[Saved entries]
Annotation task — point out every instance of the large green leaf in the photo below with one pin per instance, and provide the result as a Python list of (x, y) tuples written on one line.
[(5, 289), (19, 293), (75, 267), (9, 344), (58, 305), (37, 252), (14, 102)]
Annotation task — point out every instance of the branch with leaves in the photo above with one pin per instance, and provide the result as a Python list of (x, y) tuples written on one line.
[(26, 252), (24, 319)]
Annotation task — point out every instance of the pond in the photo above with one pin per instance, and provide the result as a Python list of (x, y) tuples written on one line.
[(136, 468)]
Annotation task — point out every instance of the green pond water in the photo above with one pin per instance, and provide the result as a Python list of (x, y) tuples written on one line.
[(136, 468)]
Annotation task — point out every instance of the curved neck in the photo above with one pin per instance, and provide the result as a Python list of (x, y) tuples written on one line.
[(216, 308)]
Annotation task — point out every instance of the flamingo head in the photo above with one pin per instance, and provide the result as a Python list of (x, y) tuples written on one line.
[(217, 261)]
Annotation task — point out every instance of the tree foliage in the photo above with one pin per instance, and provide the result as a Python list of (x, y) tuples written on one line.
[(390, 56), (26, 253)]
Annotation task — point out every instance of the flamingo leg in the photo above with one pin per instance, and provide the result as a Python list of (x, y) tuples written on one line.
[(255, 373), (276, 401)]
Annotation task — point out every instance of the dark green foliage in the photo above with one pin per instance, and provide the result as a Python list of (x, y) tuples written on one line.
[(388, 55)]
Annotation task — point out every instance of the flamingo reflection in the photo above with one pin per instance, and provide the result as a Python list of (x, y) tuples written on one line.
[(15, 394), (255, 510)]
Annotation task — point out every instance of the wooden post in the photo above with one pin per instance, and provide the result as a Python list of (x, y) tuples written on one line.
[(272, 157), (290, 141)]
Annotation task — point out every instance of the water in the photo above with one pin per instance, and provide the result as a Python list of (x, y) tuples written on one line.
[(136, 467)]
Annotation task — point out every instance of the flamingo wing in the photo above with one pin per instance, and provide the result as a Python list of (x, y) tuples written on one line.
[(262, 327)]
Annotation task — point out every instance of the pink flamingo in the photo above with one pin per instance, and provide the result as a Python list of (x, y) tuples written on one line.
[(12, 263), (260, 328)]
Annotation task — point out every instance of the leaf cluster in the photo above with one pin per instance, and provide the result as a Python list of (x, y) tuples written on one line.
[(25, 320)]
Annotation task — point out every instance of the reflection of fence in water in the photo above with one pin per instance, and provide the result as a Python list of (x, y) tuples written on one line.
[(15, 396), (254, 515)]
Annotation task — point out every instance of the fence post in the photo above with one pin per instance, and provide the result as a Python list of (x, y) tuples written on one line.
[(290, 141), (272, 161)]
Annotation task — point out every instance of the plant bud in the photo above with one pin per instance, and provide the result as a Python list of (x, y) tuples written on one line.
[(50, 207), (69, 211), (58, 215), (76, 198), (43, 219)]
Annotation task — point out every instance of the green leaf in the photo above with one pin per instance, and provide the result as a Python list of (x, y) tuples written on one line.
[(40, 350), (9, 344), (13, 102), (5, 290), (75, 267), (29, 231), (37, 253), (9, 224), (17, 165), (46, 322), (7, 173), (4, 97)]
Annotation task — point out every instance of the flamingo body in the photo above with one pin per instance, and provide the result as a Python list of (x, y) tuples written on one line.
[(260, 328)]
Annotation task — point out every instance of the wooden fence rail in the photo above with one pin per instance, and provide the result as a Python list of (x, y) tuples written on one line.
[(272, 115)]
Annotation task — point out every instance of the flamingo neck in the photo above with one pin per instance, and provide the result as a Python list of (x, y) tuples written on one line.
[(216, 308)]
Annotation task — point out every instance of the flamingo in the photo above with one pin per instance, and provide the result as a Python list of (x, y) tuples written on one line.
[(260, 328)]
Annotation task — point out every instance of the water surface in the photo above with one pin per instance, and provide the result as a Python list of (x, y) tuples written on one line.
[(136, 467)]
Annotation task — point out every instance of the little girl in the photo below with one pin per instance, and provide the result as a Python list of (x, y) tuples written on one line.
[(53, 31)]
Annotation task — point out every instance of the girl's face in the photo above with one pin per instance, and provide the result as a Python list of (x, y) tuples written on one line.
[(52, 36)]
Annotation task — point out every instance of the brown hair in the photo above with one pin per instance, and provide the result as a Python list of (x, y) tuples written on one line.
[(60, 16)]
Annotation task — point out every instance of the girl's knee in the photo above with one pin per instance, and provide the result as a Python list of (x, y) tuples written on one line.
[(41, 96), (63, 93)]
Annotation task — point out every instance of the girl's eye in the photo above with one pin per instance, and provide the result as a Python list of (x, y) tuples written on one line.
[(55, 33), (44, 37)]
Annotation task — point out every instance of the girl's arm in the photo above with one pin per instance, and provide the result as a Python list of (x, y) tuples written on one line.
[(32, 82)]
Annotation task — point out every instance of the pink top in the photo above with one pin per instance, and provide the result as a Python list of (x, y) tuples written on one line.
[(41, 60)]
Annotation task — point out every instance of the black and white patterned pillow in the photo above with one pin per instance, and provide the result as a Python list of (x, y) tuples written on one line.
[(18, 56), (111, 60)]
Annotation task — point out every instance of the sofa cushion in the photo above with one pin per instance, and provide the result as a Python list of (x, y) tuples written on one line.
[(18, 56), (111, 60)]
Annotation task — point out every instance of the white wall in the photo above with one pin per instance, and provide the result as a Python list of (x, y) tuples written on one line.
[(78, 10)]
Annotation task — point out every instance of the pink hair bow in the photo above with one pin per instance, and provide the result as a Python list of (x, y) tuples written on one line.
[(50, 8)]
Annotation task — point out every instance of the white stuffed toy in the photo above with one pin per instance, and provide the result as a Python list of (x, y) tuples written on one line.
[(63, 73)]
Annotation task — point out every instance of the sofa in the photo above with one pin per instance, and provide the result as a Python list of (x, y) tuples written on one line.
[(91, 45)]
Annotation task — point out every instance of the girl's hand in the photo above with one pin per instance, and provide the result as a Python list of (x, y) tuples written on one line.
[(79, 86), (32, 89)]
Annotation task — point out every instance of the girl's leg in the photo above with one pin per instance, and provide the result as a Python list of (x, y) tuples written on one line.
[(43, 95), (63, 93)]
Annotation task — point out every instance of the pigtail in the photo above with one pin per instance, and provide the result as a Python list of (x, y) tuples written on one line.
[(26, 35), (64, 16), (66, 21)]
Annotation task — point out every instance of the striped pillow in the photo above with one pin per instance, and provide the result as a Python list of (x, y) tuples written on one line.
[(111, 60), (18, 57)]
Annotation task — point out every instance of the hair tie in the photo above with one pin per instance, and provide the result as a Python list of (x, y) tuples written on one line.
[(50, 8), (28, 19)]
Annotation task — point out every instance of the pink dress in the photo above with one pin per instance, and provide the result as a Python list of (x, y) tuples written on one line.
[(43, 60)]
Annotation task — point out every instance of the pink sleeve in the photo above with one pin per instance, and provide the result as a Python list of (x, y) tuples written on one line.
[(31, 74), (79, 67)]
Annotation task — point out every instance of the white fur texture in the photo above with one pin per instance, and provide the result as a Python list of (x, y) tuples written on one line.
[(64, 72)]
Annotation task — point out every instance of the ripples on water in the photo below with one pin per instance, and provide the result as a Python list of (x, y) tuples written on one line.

#### [Your goal]
Each record must be reproduced exactly. Keep every one.

#### [Answer for this exercise]
Annotation task — point out every instance of the large green leaf in the photo below with one pin per instance, and provide the result as a Python list of (x, y) tuples written on one line.
[(5, 289), (19, 293), (75, 267), (9, 344), (58, 305), (37, 252), (14, 102)]
Annotation task — point out every instance of the branch with leaves in the photo above with one pin per instance, and provide the result as a Python list of (x, y) tuples written on one line.
[(26, 252), (24, 319)]
Annotation task — point out every instance of the pond in the photo above with one pin per instance, and provide the result as a Python list of (x, y) tuples written on one line.
[(136, 468)]
Annotation task — point out every instance of the green pond water in the photo above with one pin per instance, and provide the result as a Python list of (x, y) tuples written on one line.
[(136, 468)]
Annotation task — point out every instance of the curved neck in the photo above with one pin per instance, and provide the result as a Python list of (x, y) tuples written on one line.
[(216, 308)]
Annotation task — point out every instance of the flamingo head in the photo above with one pin per instance, and provide the result as a Python list of (x, y) tuples written on one line.
[(217, 261)]
Annotation task — point out every instance of the tree foliage in the photo above with one pin per instance, and provide the result as a Python list of (x, y) tuples written on one line.
[(390, 56), (26, 253)]
Annotation task — point out every instance of the flamingo leg in the photo above with one pin per instance, and provide the result as a Python list of (x, y) tuples written on one line.
[(255, 373), (276, 401)]
Annotation task — point out every instance of the dark green foliage in the photo above with one pin per instance, and provide the result as a Python list of (x, y) tuples written on one line.
[(388, 55)]
Annotation task — point out every instance of the flamingo reflection in the photo above with one pin per instance, and provide the result as a Python list of (x, y) tuples written on one line.
[(15, 394), (255, 510)]
Annotation task — point out every instance of the wooden post in the photo above with one pin per instance, and provide the result as a Python list of (x, y) tuples written on one line.
[(272, 157), (290, 141)]
Annotation task — point out every instance of the water in the photo above with one pin per instance, and provide the result as a Python list of (x, y) tuples written on one line.
[(136, 467)]
Annotation task — point out every instance of the flamingo wing in the photo above with one pin per instance, and provide the result as a Python list of (x, y) tuples written on one line.
[(262, 327)]
Annotation task — point out every instance of the pink flamingo in the photo above with one pin per instance, and provide the result as a Python list of (x, y) tuples written on one line.
[(12, 263), (260, 328)]
Annotation task — point out every instance of the leaf cluster in the photo above with one pin per instance, and provide the result as a Python list of (x, y) tuples written on one line.
[(25, 320)]
Annotation task — point out every instance of the reflection of fence in water in the photo above with one pin per instance, and provide the result as a Python list of (x, y) tuples written on one line.
[(15, 396), (254, 515)]
Annotation task — point out every instance of the fence post in the photo above with one pin per instance, and provide the result as a Python list of (x, y) tuples written on one line.
[(290, 141), (272, 161)]
Annotation task — point out every instance of the plant bud in the photo above with one pin per instance, and provide the result as a Python list of (x, y) tuples written on one line.
[(50, 207), (69, 211), (58, 215), (76, 198), (43, 219)]
Annotation task — point out every instance of the green leaf in the photo above with one pin per instance, and provide the result as a Python list of (x, y) tuples written on one line.
[(40, 350), (9, 344), (13, 102), (5, 290), (75, 267), (29, 231), (37, 253), (9, 224), (17, 165), (46, 322), (7, 173), (4, 97)]
Annotation task — point out every instance of the flamingo body in the photo above with one pin per instance, and provide the result as a Python list of (x, y) tuples written on one line.
[(260, 328)]
Annotation task — point out every instance of the wooden fence rail in the photo above with one pin per instance, and provide the result as a Python list of (x, y) tuples written on one line.
[(272, 115)]
Annotation task — point out every instance of the flamingo neck in the photo above with one pin per instance, and provide the result as a Python list of (x, y) tuples written on one line.
[(216, 308)]
Annotation task — point out every instance of the flamingo in the photo above with one pin per instance, and provide the result as a Python list of (x, y) tuples written on one line.
[(260, 328)]
Annotation task — point out every instance of the water surface in the photo above with one pin per instance, and provide the result as a Python list of (x, y) tuples written on one line.
[(136, 467)]
Annotation task — point out every instance of the little girl in the photo below with one pin per instance, and provide the result as a Python list of (x, y) tuples written on one line.
[(53, 31)]
Annotation task — point out every instance of the girl's face in the photo above with one pin per instance, and provide the result as a Python list of (x, y) tuples written on one line.
[(52, 36)]
Annotation task — point out every instance of the brown hair in the photo above with one pin per instance, and provide the result as a Python list of (x, y) tuples written on one line.
[(60, 16)]
Annotation task — point out every instance of the girl's knee in the photo above with one pin per instance, and provide the result as a Python list of (x, y) tuples written on one line.
[(41, 96), (63, 93)]
Annotation task — point out every instance of the girl's eye in the photo above with one pin per instance, and provide the result as a Python list of (x, y) tuples written on one line.
[(55, 33), (44, 37)]
Annotation task — point out every instance of the girl's arm in the photo above with one pin per instance, and provide the result as a Python list of (x, y) tuples written on one line.
[(32, 82)]
Annotation task — point out every instance of the pink top in the photo above with one pin per instance, and provide the result as a Python list of (x, y) tuples written on one line.
[(41, 60)]
Annotation task — point out every instance of the black and white patterned pillow in the photo above with one pin per instance, and provide the result as a Python list of (x, y) tuples written on one line.
[(18, 56), (111, 60)]
Annotation task — point out every instance of the sofa cushion in the photo above with one pin per instance, and provide the result as a Python list of (x, y) tuples written on one line.
[(18, 56), (111, 60)]
Annotation task — point out every instance of the white wall in the photo above with one pin per instance, and provide the result as a Python list of (x, y) tuples written on one line.
[(78, 10)]
Annotation task — point out every instance of the pink hair bow in the photo above with one pin per instance, and provide the result as a Python list of (x, y) tuples written on one line.
[(50, 8)]
Annotation task — point out every instance of the white stuffed toy in the photo above with one pin per instance, and provide the result as a Python list of (x, y) tuples written on one line.
[(63, 73)]
Annotation task — point out every instance of the sofa in the photo above with one pin per instance, and provide the result as a Python list of (x, y) tuples written on one line.
[(91, 45)]
Annotation task — point out every instance of the girl's hand in the photo above with one pin per instance, and provide the result as a Python list of (x, y) tuples written on one line.
[(79, 86), (32, 89)]
Annotation task — point out every instance of the girl's leg in the photo above with one pin per instance, and provide the result as a Python list of (x, y) tuples written on one line.
[(43, 95), (63, 93)]
Annotation task — point out every instance of the pigtail in the photo above with one pin per instance, and provide the result as a Python list of (x, y) tuples written on one line.
[(26, 35), (64, 16), (66, 21)]
Annotation task — point out every instance of the striped pillow in the photo above with one pin per instance, and provide the result as a Python list of (x, y) tuples written on one line.
[(111, 60), (18, 57)]
Annotation task — point out every instance of the hair tie in the photo above with one pin per instance, and provide the result as a Python list of (x, y) tuples written on one line.
[(50, 8), (28, 19)]
Annotation task — point out every instance of the pink dress in the photo above with one pin per instance, and provide the result as a Python list of (x, y) tuples written on one line.
[(43, 60)]
Annotation task — point out every instance of the pink sleeve in the photo above with one pin per instance, and provide the result as a Python list of (x, y) tuples written on one line.
[(31, 74), (79, 67)]
Annotation task — point out every instance of the white fur texture in the photo above with one pin per instance, and provide the result as a Python list of (x, y) tuples written on one line.
[(64, 72)]
Annotation task — point out every instance of the ripples on water in the photo below with one pin per instance, and provide the result as a Python list of (x, y) tuples written on one line.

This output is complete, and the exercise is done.